__What is needed__
Only these lines of the data below are wanted: the one with "Phrase: mountain peak", the one with "Phrase: snow streak on slope", and any lines between them, each repeated exactly.

[Point localization data]
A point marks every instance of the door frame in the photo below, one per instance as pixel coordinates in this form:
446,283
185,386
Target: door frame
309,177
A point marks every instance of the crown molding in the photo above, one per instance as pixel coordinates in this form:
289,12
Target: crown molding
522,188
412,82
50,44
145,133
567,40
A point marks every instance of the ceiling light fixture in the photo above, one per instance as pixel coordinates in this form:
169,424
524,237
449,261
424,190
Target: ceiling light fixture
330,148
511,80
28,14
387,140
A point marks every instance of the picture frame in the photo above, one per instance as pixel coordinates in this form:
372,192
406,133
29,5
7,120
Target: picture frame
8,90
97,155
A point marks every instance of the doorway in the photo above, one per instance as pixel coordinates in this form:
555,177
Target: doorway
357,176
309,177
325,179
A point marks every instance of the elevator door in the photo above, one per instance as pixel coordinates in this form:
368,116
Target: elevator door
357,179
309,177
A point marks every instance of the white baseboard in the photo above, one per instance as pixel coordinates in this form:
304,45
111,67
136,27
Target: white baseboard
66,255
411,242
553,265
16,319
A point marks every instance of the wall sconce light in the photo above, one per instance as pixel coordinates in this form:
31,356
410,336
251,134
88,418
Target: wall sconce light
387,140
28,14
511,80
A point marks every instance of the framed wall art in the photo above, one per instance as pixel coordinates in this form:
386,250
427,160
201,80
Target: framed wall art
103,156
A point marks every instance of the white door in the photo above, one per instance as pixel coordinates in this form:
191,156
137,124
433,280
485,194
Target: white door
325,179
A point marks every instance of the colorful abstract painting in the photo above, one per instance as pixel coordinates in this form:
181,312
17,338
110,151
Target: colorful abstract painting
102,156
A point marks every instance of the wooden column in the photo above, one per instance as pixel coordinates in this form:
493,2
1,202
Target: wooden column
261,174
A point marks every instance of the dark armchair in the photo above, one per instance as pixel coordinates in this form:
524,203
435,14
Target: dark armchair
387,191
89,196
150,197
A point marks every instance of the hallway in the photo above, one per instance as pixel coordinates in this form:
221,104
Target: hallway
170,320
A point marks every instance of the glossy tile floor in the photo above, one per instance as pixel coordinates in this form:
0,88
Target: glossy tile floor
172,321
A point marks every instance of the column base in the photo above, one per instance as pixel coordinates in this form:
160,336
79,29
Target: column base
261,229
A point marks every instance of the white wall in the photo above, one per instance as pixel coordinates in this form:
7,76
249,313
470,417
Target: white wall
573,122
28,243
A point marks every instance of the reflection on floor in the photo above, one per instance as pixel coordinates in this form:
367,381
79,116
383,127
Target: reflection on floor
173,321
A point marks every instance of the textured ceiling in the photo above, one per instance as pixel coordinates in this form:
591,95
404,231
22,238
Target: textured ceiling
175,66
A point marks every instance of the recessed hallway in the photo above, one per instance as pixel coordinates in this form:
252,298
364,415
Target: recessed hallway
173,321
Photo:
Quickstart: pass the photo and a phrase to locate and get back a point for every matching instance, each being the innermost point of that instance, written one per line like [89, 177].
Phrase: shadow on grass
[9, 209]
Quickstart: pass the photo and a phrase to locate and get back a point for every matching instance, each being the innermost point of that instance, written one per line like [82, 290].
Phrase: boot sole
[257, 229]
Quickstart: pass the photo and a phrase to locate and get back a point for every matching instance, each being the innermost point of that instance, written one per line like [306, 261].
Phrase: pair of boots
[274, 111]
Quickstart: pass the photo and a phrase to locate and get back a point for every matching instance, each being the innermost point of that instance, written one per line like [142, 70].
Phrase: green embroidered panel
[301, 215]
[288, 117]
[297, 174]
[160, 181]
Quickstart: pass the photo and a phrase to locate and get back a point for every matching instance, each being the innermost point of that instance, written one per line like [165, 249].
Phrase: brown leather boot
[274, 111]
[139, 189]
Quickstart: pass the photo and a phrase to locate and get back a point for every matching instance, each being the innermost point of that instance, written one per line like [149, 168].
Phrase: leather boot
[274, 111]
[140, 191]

---

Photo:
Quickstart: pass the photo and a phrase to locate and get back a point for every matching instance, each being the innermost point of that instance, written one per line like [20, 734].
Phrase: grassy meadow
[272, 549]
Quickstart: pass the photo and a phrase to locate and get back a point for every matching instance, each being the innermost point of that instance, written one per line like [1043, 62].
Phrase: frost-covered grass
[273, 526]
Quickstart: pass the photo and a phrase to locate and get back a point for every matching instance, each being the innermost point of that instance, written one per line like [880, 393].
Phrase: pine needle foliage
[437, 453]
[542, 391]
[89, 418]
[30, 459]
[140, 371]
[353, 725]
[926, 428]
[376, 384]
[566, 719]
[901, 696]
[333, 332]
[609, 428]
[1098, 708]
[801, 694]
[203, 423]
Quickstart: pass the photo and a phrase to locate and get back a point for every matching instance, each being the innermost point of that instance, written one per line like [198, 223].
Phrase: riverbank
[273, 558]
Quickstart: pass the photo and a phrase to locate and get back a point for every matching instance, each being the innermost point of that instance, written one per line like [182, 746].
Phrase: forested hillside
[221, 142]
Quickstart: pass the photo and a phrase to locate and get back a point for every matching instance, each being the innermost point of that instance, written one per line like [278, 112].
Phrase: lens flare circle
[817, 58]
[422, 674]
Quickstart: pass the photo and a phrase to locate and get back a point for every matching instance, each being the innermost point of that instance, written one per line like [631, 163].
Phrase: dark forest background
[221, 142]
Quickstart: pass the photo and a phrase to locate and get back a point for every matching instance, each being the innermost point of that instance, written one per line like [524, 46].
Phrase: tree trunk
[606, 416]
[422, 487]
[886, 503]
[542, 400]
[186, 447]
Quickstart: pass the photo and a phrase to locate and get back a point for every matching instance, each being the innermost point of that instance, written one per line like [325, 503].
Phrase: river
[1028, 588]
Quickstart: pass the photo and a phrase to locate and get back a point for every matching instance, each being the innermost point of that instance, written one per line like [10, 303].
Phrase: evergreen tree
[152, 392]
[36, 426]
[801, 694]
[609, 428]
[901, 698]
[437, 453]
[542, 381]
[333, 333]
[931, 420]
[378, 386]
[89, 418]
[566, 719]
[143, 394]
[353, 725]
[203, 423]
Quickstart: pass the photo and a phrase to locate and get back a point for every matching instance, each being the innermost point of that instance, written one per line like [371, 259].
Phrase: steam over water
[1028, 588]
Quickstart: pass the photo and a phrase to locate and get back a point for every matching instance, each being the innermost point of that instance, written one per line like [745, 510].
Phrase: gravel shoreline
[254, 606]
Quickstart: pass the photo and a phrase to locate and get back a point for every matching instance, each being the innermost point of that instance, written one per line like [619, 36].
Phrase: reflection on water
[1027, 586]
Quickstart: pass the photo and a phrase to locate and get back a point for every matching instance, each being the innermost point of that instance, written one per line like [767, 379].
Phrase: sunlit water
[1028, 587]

--

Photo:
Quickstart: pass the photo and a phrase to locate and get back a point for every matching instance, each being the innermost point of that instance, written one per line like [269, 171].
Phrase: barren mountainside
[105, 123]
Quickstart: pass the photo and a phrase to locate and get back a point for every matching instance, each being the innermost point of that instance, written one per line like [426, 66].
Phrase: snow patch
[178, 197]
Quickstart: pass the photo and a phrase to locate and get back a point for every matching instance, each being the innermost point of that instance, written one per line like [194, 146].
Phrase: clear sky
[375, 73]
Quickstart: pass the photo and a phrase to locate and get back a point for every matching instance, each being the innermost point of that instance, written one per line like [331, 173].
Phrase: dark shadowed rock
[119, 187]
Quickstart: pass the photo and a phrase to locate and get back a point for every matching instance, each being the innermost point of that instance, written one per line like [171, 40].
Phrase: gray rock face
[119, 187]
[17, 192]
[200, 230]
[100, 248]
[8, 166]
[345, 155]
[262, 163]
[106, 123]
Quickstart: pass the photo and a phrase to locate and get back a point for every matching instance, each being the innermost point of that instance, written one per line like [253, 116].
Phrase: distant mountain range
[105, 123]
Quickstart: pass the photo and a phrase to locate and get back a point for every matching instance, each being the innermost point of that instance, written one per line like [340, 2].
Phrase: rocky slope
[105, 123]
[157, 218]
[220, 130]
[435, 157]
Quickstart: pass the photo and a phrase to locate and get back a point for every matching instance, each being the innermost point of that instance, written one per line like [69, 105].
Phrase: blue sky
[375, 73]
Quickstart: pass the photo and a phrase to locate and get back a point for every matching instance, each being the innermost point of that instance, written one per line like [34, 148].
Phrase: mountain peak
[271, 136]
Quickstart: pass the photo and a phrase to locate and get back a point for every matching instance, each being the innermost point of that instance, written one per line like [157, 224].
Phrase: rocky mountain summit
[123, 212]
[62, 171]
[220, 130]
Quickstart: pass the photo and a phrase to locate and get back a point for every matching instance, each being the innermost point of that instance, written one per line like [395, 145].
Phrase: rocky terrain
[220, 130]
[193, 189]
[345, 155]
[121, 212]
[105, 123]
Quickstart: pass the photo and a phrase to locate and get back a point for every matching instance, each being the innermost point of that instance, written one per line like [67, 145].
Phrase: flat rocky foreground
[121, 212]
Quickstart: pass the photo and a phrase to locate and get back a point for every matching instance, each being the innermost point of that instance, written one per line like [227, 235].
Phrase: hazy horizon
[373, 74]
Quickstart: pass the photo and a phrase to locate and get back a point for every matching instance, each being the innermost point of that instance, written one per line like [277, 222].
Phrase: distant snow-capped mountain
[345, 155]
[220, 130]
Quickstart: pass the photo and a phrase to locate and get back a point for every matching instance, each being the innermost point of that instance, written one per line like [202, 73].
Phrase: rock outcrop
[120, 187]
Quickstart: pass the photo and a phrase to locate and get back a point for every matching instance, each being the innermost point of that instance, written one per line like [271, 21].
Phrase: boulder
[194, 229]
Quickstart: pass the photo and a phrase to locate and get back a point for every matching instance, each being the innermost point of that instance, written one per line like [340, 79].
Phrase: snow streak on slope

__Answer area__
Phrase: mountain peak
[271, 136]
Quickstart: pass the photo and a phrase to locate and get back a point for every matching instance, each being the innermost point of that instance, written one per line like [157, 224].
Phrase: rocky mountain summit
[123, 212]
[62, 171]
[220, 130]
Quickstart: pass the photo and a phrase to locate and get back a point for every matching instance, each being the innermost point of that instance, written one per line like [395, 145].
Phrase: rocky terrain
[220, 130]
[193, 189]
[345, 155]
[121, 212]
[105, 123]
Quickstart: pass the photo and a phrase to locate and get back a point for every matching instance, each being the innermost point of that instance, written one per line like [67, 145].
Phrase: flat rocky foreground
[121, 212]
Quickstart: pass the photo and a phrase to locate and get back a point for every matching instance, each being the innermost point of that instance, written one per line like [227, 235].
Phrase: hazy horizon
[373, 74]
Quickstart: pass the photo and a phrase to locate and get back a point for every matching instance, each being the innermost point of that instance, written one per line like [277, 222].
Phrase: distant snow-capped mountain
[345, 155]
[220, 130]
Quickstart: pass the photo and a phrase to locate and get back a point for every matching instance, each being the innermost point of that instance, written one per line like [202, 73].
Phrase: rock outcrop
[120, 187]
Quickstart: pass the photo and a phrase to locate and get back a point for every matching instance, each being the innermost point of that instance, written one per line like [271, 21].
Phrase: boulder
[194, 229]
Quickstart: pass the photo and a phrase to locate and get back a point for every matching instance, each being the innermost point of that instance, written one per line like [340, 79].
Phrase: snow streak on slope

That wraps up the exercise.